» **What is needed**
What is needed is an exact copy of all the data.
Content starts
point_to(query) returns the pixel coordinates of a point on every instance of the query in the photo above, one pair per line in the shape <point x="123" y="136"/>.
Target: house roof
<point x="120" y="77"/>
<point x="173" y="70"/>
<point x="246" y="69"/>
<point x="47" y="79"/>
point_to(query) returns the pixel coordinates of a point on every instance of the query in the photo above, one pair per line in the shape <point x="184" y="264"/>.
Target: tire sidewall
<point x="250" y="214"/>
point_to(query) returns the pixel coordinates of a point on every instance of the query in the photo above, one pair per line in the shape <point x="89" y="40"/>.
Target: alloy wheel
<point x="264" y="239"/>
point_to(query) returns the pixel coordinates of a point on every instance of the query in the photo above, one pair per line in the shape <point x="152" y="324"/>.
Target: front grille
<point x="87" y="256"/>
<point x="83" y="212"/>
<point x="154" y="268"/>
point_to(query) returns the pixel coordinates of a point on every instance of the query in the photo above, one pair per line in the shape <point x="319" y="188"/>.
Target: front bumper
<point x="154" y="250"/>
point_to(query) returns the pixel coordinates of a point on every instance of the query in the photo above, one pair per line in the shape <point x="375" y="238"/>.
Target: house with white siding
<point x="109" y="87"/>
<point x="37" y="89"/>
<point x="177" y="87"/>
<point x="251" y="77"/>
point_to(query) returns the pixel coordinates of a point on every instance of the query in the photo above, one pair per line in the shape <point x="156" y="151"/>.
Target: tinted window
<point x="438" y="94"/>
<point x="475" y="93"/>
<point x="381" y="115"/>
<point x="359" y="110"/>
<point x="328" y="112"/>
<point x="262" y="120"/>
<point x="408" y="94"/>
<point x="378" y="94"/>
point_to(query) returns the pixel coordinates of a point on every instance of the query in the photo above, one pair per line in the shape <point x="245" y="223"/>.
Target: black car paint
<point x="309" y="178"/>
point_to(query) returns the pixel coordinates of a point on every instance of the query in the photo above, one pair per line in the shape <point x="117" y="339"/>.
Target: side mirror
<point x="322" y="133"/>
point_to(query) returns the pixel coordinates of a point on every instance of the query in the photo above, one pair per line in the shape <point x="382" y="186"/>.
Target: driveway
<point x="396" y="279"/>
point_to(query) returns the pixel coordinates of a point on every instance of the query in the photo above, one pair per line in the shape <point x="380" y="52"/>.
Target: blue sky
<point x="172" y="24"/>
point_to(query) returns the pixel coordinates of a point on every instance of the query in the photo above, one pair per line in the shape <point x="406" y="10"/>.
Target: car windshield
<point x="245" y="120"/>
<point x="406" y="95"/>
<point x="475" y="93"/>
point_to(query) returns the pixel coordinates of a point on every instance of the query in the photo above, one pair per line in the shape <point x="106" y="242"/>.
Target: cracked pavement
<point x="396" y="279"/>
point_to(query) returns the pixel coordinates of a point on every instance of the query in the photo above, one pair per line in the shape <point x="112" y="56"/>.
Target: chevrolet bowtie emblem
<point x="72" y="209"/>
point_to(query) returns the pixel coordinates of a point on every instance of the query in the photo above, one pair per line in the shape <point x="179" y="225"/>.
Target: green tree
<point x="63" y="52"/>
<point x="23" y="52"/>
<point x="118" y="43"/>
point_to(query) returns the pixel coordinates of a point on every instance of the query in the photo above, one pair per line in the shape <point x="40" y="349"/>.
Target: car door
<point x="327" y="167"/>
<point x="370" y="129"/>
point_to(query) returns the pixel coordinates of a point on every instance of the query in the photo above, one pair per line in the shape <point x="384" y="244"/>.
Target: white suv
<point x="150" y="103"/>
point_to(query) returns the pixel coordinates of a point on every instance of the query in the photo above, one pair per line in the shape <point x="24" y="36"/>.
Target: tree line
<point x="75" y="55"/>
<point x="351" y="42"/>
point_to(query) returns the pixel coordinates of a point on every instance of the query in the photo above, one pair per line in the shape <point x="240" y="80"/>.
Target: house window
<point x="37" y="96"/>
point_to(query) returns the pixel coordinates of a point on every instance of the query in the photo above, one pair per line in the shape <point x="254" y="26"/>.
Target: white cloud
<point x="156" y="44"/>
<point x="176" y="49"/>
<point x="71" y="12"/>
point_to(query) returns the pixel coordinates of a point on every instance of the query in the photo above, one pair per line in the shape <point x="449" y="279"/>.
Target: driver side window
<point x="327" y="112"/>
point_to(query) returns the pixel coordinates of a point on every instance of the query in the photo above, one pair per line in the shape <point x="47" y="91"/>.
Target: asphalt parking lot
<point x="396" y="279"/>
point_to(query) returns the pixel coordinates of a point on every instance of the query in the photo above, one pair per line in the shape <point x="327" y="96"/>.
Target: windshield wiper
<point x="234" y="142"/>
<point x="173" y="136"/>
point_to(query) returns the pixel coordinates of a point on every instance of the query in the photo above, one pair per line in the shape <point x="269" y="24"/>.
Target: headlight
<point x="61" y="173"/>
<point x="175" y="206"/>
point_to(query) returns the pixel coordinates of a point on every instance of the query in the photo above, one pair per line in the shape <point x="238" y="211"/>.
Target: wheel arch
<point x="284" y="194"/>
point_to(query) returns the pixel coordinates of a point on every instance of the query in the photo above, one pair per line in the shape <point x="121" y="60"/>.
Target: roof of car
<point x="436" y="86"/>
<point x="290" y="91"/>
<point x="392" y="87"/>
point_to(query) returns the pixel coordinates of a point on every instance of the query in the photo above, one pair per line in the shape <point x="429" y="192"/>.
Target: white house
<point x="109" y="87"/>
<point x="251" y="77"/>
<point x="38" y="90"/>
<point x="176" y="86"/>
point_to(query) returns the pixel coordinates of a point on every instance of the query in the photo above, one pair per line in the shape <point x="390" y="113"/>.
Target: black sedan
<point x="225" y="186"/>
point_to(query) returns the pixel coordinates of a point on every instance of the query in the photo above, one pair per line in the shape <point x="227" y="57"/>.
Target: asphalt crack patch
Content ends
» **Task answer**
point_to(query) returns the pixel coordinates of a point on every instance of the query in the photo above, one pair per line in the shape <point x="123" y="136"/>.
Target: house roof
<point x="120" y="77"/>
<point x="173" y="70"/>
<point x="246" y="69"/>
<point x="47" y="79"/>
point_to(query) returns the pixel coordinates of a point on every instance of the query in the photo above, one pair per line in the shape <point x="184" y="264"/>.
Target: tire sidewall
<point x="250" y="214"/>
point_to(query) returns the pixel coordinates of a point on every instance of the query in the photo above, one pair per line in the shape <point x="89" y="40"/>.
Target: alloy wheel
<point x="264" y="239"/>
point_to(query) returns the pixel coordinates of a point on every instance of the query in the photo above, one pair per line in the shape <point x="152" y="324"/>.
Target: front grille
<point x="87" y="256"/>
<point x="83" y="212"/>
<point x="154" y="268"/>
point_to(query) returns the pixel coordinates of a point on every instance of the query in the photo above, one pair per line in the shape <point x="319" y="188"/>.
Target: front bumper
<point x="154" y="250"/>
point_to(query) returns the pixel coordinates of a point on every instance of the query in the photo above, one pair per line in the shape <point x="375" y="238"/>.
Target: house with white siding
<point x="109" y="87"/>
<point x="37" y="89"/>
<point x="177" y="87"/>
<point x="251" y="77"/>
point_to(query) returns the pixel coordinates of a point on every instance of the query in the photo above, one pair per line in the shape <point x="156" y="151"/>.
Target: tinted window
<point x="438" y="94"/>
<point x="475" y="93"/>
<point x="381" y="115"/>
<point x="359" y="110"/>
<point x="328" y="112"/>
<point x="262" y="120"/>
<point x="408" y="94"/>
<point x="378" y="94"/>
point_to(query) returns the pixel coordinates of a point on every instance of the query in the photo above, one pair per line in the shape <point x="245" y="223"/>.
Target: black car paint
<point x="309" y="178"/>
point_to(query) returns the pixel coordinates of a point on every instance of the query in the photo above, one pair per line in the shape <point x="117" y="339"/>.
Target: side mirror
<point x="322" y="133"/>
point_to(query) returns the pixel coordinates of a point on every instance of the query in the photo above, one pair per line in the shape <point x="382" y="186"/>.
Target: driveway
<point x="396" y="279"/>
point_to(query) returns the pixel coordinates of a point on every instance of the query in the photo above, one pair per line in the shape <point x="380" y="52"/>.
Target: blue sky
<point x="172" y="24"/>
point_to(query) returns the pixel coordinates of a point on every instance of the query in the photo above, one pair per line in the shape <point x="406" y="10"/>.
Target: car windshield
<point x="245" y="120"/>
<point x="406" y="95"/>
<point x="475" y="93"/>
point_to(query) returns the pixel coordinates of a point on every instance of the query in the photo above, one pair per line in the shape <point x="106" y="242"/>.
Target: cracked pavement
<point x="396" y="279"/>
point_to(query) returns the pixel coordinates of a point on every instance of the query in the photo above, one pair per line in the shape <point x="112" y="56"/>.
Target: chevrolet bowtie emblem
<point x="72" y="209"/>
point_to(query) returns the pixel coordinates of a point on every instance of the query in the photo above, one pair per line in the shape <point x="179" y="225"/>.
Target: green tree
<point x="63" y="52"/>
<point x="23" y="52"/>
<point x="118" y="43"/>
point_to(query) returns the pixel coordinates of a point on every instance of the query in the photo above, one pair per line in the shape <point x="40" y="349"/>.
Target: car door
<point x="327" y="167"/>
<point x="370" y="129"/>
point_to(query) returns the pixel coordinates of a point on every instance of the query in the photo above, one pair per line in the shape <point x="384" y="244"/>.
Target: white suv
<point x="150" y="103"/>
point_to(query) returns the pixel coordinates of a point on every instance of the query in the photo above, one pair per line in the shape <point x="24" y="36"/>.
Target: tree line
<point x="75" y="55"/>
<point x="351" y="42"/>
point_to(query) returns the pixel coordinates of a point on every instance of the query in the photo above, one pair per line in the shape <point x="240" y="80"/>.
Target: house window
<point x="37" y="96"/>
point_to(query) returns the pixel coordinates of a point on every instance of the query in the photo above, one pair per line in the shape <point x="254" y="26"/>.
Target: white cloud
<point x="156" y="44"/>
<point x="176" y="49"/>
<point x="71" y="12"/>
point_to(query) returns the pixel coordinates of a point on every instance of the query in the photo above, one pair per line in the shape <point x="449" y="279"/>.
Target: driver side window
<point x="327" y="112"/>
point_to(query) returns the pixel coordinates of a point on every instance of the query in the photo above, one pair per line in the shape <point x="47" y="91"/>.
Target: asphalt parking lot
<point x="396" y="279"/>
point_to(query) returns the pixel coordinates of a point on every instance of the query in the photo above, one pair per line in the shape <point x="327" y="96"/>.
Target: windshield wiper
<point x="234" y="142"/>
<point x="173" y="136"/>
point_to(query) returns the pixel coordinates of a point on every instance of the query in the photo above, one pair per line in the shape <point x="269" y="24"/>.
Target: headlight
<point x="61" y="173"/>
<point x="175" y="206"/>
point_to(query) returns the pixel coordinates of a point on every instance of the query in the photo above, one pair per line in the shape <point x="238" y="211"/>.
Target: wheel arch
<point x="284" y="194"/>
point_to(query) returns the pixel coordinates of a point on every instance of the query in the photo above, one pair per line in the shape <point x="121" y="60"/>.
Target: roof of car
<point x="436" y="86"/>
<point x="290" y="91"/>
<point x="392" y="87"/>
point_to(query) returns the pixel coordinates of a point on every instance of the query in the photo above, one pair per line in the shape <point x="429" y="192"/>.
Target: white house
<point x="109" y="87"/>
<point x="251" y="77"/>
<point x="38" y="90"/>
<point x="176" y="86"/>
point_to(query) returns the pixel coordinates of a point on every instance of the query in the photo above, one pair per line in the shape <point x="390" y="113"/>.
Target: black sedan
<point x="225" y="186"/>
point_to(query) returns the pixel coordinates of a point on every instance of the query in the photo above, one pair per line in the shape <point x="227" y="57"/>.
Target: asphalt crack patch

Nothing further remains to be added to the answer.